#### ARTICLE:
╔══
In Senan Molony's article of 6 November 2006, entitled: "Hugh Woolner's US Evidence is Highly Unreliable," the author attempts to discredit the evidence presented by Woolner at the US Inquiry based on a newspaper report in the Calgary Herald of April 21, 1912. Molony's premise is that the newspaper article came from a first hand interview with Woolner when the Carpathia docked in New York, and that this interview was the earliest existing account of Woolner's experiences during the sinking. Molony then goes on to present his own interpretation of what was described in this newspaper story in order to bolster his claim that Woolner's later testimony is "far too good to be true."
In this article we will show that Senan Molony's premise is completely wrong. First we will show that the story as published by the Calgary Herald did not come from Woolner himself, and that earlier accounts exist which fully support Woolner's US testimony. We will also show that Molony's claim that Woolner's friend, Hakan Bjornstrom Steffansson, does not support Woolner's account is absolutely false. We will also address Woolner's and Steffansson's involvement in clearing men out of collapsible lifeboat C and helping women to get into it, and their escape into collapsible lifeboat D from A deck. In summary, we will show that Hugh Woolner's testimony is both reliable and supportable, and that Senan Molony's attempt to discredit Woolner is baseless.
╚══
#### RECORDED INFORMATION:
╔══
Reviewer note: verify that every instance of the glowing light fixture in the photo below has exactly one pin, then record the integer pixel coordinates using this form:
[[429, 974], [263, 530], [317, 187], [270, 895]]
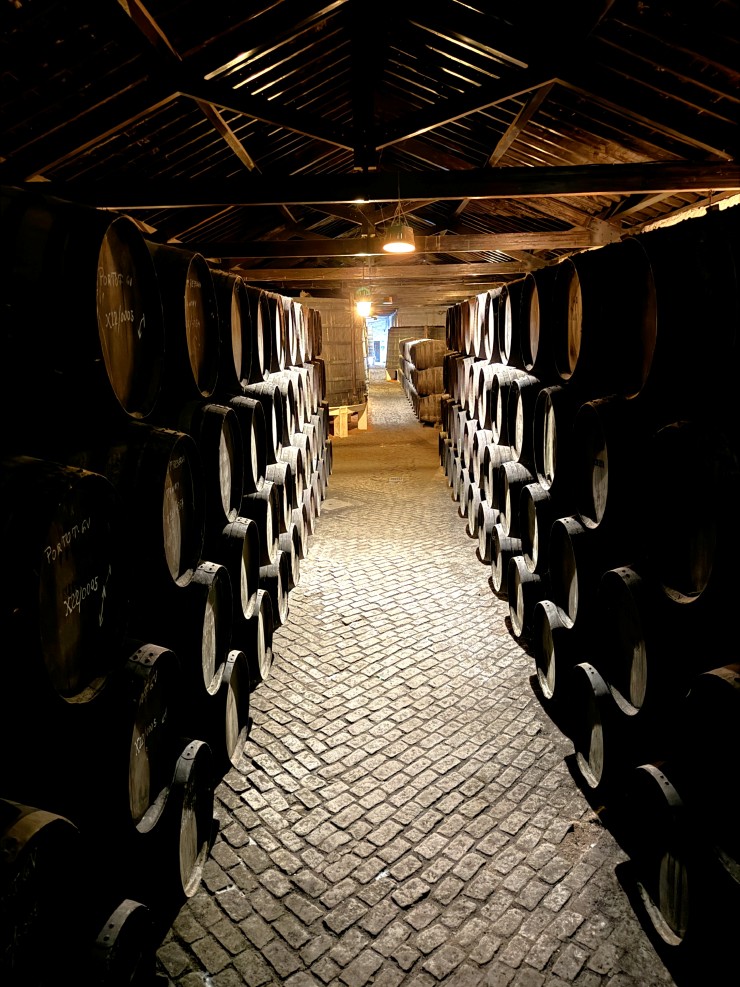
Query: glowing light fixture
[[399, 237], [363, 303]]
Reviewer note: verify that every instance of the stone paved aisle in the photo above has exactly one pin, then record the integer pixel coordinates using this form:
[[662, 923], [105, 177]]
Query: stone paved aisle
[[404, 813]]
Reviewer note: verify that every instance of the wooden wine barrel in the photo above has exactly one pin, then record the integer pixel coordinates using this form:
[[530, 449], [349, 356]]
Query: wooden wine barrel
[[520, 416], [452, 327], [291, 487], [707, 730], [666, 856], [253, 430], [488, 517], [557, 648], [275, 579], [503, 549], [171, 860], [65, 589], [258, 647], [537, 511], [554, 412], [124, 949], [511, 478], [705, 247], [524, 590], [511, 327], [273, 327], [643, 653], [71, 262], [501, 386], [237, 548], [217, 434], [253, 335], [600, 732], [235, 359], [262, 508], [225, 721], [290, 332], [489, 326], [578, 558], [197, 624], [695, 560], [471, 514], [269, 397], [494, 456], [158, 474], [609, 450], [294, 456], [40, 856], [312, 508], [298, 519], [291, 401], [606, 344], [192, 347], [290, 543], [282, 495]]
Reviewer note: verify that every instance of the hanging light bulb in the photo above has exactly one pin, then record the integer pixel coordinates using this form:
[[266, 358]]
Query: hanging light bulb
[[399, 237], [363, 304]]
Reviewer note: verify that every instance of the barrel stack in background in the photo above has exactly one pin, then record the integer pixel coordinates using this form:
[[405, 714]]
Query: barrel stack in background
[[584, 411], [421, 363], [158, 493]]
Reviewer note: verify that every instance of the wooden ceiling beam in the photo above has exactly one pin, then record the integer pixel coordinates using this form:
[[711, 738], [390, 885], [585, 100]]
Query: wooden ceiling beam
[[372, 246], [511, 183], [456, 273]]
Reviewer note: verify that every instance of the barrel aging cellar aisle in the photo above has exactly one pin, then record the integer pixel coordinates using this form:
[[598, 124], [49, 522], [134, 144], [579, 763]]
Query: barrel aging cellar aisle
[[405, 812]]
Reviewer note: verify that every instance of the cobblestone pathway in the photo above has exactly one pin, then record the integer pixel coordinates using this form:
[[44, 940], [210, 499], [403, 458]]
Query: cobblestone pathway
[[404, 813]]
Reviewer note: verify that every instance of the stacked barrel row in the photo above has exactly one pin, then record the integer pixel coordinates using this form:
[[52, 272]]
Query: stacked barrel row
[[163, 466], [591, 444], [421, 364]]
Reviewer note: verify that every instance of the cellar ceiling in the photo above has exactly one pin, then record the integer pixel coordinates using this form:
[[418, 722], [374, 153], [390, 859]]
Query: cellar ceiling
[[279, 138]]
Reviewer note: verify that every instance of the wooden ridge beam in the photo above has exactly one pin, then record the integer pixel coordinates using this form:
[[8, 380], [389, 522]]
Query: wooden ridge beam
[[439, 244], [485, 183]]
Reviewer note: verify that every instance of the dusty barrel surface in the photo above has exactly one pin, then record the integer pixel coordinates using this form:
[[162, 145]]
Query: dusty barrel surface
[[554, 412], [158, 474], [40, 857], [192, 340], [253, 431], [237, 548], [217, 433], [608, 297], [235, 359], [695, 561], [557, 649], [609, 452], [65, 597], [68, 262]]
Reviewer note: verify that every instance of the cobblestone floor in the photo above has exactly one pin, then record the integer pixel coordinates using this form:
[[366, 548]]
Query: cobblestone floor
[[404, 813]]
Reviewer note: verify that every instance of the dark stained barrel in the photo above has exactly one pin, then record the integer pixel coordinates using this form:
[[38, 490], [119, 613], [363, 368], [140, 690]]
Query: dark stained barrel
[[253, 335], [65, 589], [192, 341], [253, 431], [235, 353], [68, 264], [269, 396], [258, 643], [273, 329], [40, 856], [609, 297], [237, 547], [158, 474]]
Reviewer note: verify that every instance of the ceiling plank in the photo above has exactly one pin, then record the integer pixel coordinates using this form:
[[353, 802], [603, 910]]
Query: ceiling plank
[[372, 246], [513, 183], [456, 273]]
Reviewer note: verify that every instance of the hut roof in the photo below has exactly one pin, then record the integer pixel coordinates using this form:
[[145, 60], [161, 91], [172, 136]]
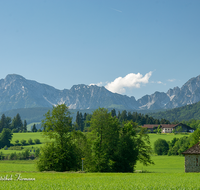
╚══
#### BRIEF A:
Write out the Woolner article from "In this article" to "Woolner is baseless.", with "unfounded" switched in for "baseless".
#### BRIEF B:
In the Woolner article, on which newspaper report did Molony base his attempt to discredit Woolner's evidence?
The material has no part in this work.

#### TASK OUTPUT A:
In this article we will show that Senan Molony's premise is completely wrong. First we will show that the story as published by the Calgary Herald did not come from Woolner himself, and that earlier accounts exist which fully support Woolner's US testimony. We will also show that Molony's claim that Woolner's friend, Hakan Bjornstrom Steffansson, does not support Woolner's account is absolutely false. We will also address Woolner's and Steffansson's involvement in clearing men out of collapsible lifeboat C and helping women to get into it, and their escape into collapsible lifeboat D from A deck. In summary, we will show that Hugh Woolner's testimony is both reliable and supportable, and that Senan Molony's attempt to discredit Woolner is unfounded.

#### TASK OUTPUT B:
A report in the Calgary Herald of April 21, 1912.